--- DATA LISTING ---

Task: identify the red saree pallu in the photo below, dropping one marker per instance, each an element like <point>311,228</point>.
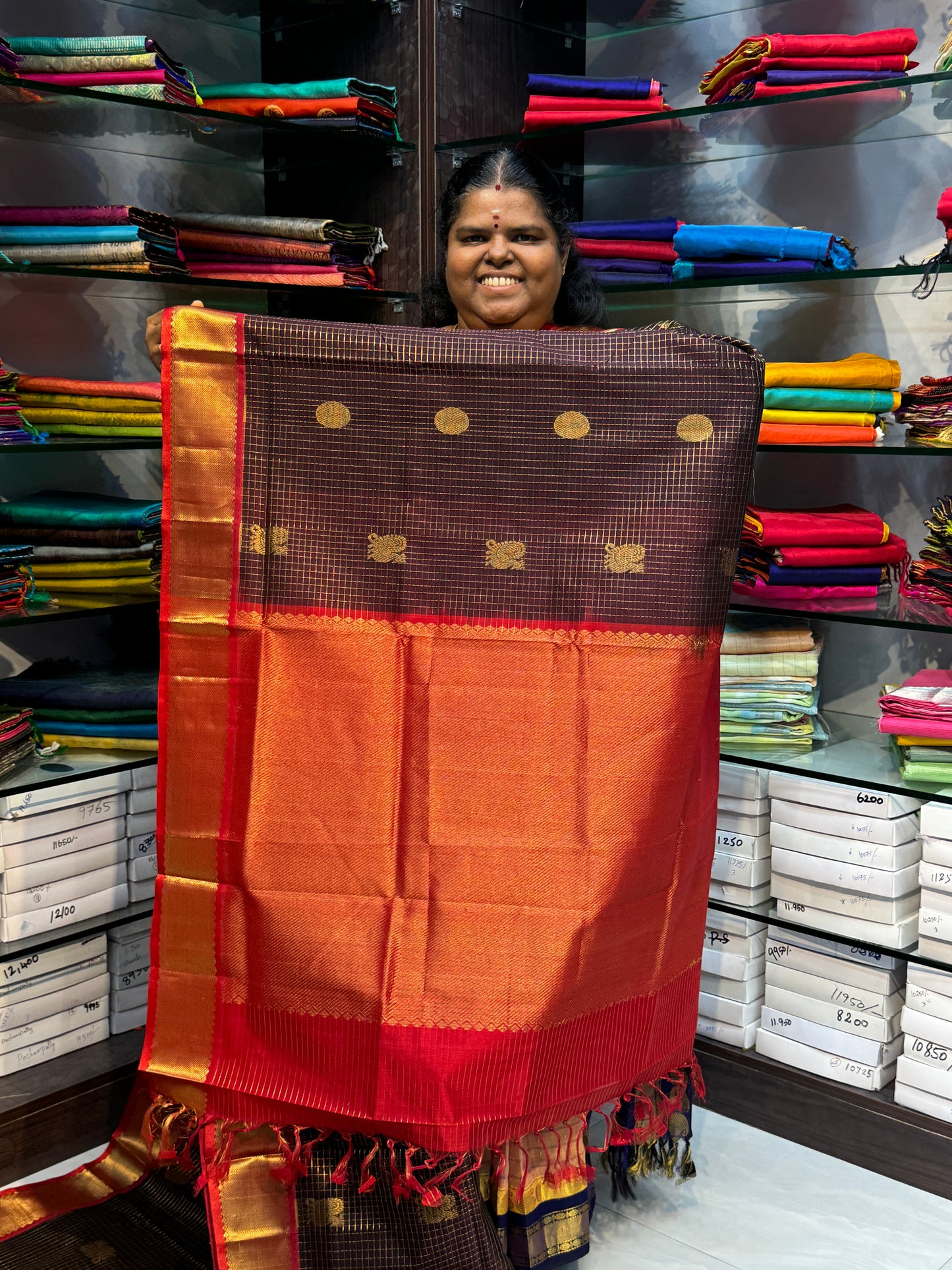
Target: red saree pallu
<point>441,624</point>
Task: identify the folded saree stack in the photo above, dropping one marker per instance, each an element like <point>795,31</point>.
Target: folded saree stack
<point>930,578</point>
<point>743,250</point>
<point>90,408</point>
<point>127,65</point>
<point>88,708</point>
<point>770,694</point>
<point>342,105</point>
<point>626,252</point>
<point>828,403</point>
<point>918,718</point>
<point>560,100</point>
<point>770,67</point>
<point>89,550</point>
<point>927,408</point>
<point>117,239</point>
<point>279,249</point>
<point>809,556</point>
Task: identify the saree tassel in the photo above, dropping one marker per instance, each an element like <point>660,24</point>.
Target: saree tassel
<point>367,1180</point>
<point>339,1175</point>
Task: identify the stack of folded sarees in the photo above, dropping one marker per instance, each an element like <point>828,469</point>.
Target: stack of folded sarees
<point>89,550</point>
<point>828,403</point>
<point>341,105</point>
<point>770,67</point>
<point>927,409</point>
<point>816,558</point>
<point>770,691</point>
<point>117,239</point>
<point>918,718</point>
<point>126,65</point>
<point>279,249</point>
<point>757,250</point>
<point>92,408</point>
<point>88,708</point>
<point>930,578</point>
<point>560,100</point>
<point>627,252</point>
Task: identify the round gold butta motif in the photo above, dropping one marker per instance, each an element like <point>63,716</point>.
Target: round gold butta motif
<point>451,420</point>
<point>694,427</point>
<point>571,426</point>
<point>333,415</point>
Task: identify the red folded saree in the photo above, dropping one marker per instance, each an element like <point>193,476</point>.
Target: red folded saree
<point>438,772</point>
<point>843,525</point>
<point>626,249</point>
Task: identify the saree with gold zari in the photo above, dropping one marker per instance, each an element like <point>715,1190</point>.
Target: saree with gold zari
<point>441,619</point>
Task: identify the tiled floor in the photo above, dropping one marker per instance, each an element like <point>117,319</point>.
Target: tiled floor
<point>762,1203</point>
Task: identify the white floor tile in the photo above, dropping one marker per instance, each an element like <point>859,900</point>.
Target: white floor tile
<point>762,1201</point>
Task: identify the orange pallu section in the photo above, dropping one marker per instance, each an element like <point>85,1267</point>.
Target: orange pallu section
<point>441,621</point>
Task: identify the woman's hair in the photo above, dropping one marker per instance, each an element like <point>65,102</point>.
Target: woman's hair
<point>580,300</point>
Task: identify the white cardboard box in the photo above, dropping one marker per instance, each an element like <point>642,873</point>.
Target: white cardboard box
<point>741,1037</point>
<point>831,1041</point>
<point>841,798</point>
<point>883,883</point>
<point>846,824</point>
<point>872,1026</point>
<point>845,995</point>
<point>899,935</point>
<point>852,851</point>
<point>833,900</point>
<point>845,1071</point>
<point>64,915</point>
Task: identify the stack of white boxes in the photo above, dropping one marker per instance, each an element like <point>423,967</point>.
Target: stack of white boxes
<point>63,853</point>
<point>742,865</point>
<point>140,828</point>
<point>936,879</point>
<point>52,1002</point>
<point>128,974</point>
<point>731,978</point>
<point>846,860</point>
<point>831,1010</point>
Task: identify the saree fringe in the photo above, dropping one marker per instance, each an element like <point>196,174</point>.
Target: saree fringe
<point>648,1133</point>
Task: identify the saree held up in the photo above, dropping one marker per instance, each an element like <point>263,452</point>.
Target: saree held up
<point>438,612</point>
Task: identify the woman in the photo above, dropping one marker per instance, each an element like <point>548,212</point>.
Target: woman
<point>508,262</point>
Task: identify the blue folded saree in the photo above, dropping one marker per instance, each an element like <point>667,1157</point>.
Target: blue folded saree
<point>60,509</point>
<point>579,86</point>
<point>764,242</point>
<point>648,231</point>
<point>827,575</point>
<point>876,400</point>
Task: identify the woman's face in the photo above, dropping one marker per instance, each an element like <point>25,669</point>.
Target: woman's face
<point>504,267</point>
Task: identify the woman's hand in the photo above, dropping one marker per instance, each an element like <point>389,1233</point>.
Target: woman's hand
<point>154,335</point>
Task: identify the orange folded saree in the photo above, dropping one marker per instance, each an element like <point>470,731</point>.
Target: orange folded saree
<point>441,623</point>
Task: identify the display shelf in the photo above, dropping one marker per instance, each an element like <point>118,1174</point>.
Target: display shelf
<point>63,614</point>
<point>889,608</point>
<point>813,119</point>
<point>857,753</point>
<point>69,1105</point>
<point>860,1127</point>
<point>68,271</point>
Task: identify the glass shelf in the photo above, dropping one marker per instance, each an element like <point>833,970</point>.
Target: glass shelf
<point>68,934</point>
<point>856,755</point>
<point>815,119</point>
<point>766,912</point>
<point>889,608</point>
<point>64,271</point>
<point>61,612</point>
<point>220,136</point>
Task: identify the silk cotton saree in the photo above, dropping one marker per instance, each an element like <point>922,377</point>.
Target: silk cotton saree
<point>441,618</point>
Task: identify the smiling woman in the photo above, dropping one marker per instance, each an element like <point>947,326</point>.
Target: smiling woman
<point>509,260</point>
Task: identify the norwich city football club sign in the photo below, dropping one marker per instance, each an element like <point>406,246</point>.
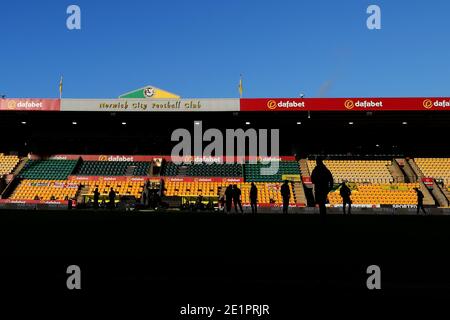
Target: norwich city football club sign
<point>149,92</point>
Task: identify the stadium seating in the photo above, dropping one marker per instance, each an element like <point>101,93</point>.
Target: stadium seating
<point>44,189</point>
<point>170,169</point>
<point>267,192</point>
<point>360,171</point>
<point>437,168</point>
<point>113,168</point>
<point>253,171</point>
<point>122,188</point>
<point>7,164</point>
<point>389,194</point>
<point>48,169</point>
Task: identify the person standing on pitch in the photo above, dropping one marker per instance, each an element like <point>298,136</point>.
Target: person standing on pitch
<point>112,198</point>
<point>96,198</point>
<point>228,198</point>
<point>323,182</point>
<point>254,198</point>
<point>345,194</point>
<point>420,197</point>
<point>286,195</point>
<point>237,198</point>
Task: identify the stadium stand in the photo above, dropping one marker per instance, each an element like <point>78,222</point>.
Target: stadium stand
<point>253,171</point>
<point>360,171</point>
<point>170,169</point>
<point>48,169</point>
<point>44,189</point>
<point>267,192</point>
<point>130,188</point>
<point>437,168</point>
<point>373,194</point>
<point>7,164</point>
<point>113,168</point>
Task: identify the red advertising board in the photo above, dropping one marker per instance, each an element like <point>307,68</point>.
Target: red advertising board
<point>134,158</point>
<point>111,178</point>
<point>345,104</point>
<point>306,180</point>
<point>30,104</point>
<point>205,179</point>
<point>50,202</point>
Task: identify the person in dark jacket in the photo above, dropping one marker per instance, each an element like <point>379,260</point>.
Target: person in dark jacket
<point>96,198</point>
<point>228,198</point>
<point>286,195</point>
<point>237,198</point>
<point>112,198</point>
<point>345,194</point>
<point>254,198</point>
<point>323,183</point>
<point>420,197</point>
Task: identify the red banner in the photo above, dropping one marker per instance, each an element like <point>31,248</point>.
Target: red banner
<point>204,179</point>
<point>111,178</point>
<point>50,202</point>
<point>345,104</point>
<point>90,157</point>
<point>30,104</point>
<point>306,180</point>
<point>134,158</point>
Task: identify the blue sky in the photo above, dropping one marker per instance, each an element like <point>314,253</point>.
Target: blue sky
<point>198,48</point>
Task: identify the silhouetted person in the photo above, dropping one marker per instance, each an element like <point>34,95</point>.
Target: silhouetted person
<point>237,198</point>
<point>228,197</point>
<point>420,197</point>
<point>96,198</point>
<point>112,198</point>
<point>345,194</point>
<point>323,182</point>
<point>254,198</point>
<point>286,195</point>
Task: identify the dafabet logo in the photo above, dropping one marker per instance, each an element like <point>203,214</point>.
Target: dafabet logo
<point>349,104</point>
<point>272,104</point>
<point>427,104</point>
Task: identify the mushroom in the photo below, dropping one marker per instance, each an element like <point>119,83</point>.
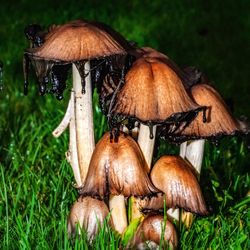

---

### WORK INSTRUCTION:
Find the line with "Target: saree held up" in the entries above. Retype it and each line after it, exactly, through the line with "Task: identify the blue folded", and stop there.

### RESULT:
Target: saree held up
<point>438,612</point>
Task: identify the woman in the photo above, dropping one marker per instance, each an element like <point>548,212</point>.
Target: woman
<point>508,262</point>
Task: identify the blue folded saree in the photo above, dropping one marker per instance, each an element like <point>667,1157</point>.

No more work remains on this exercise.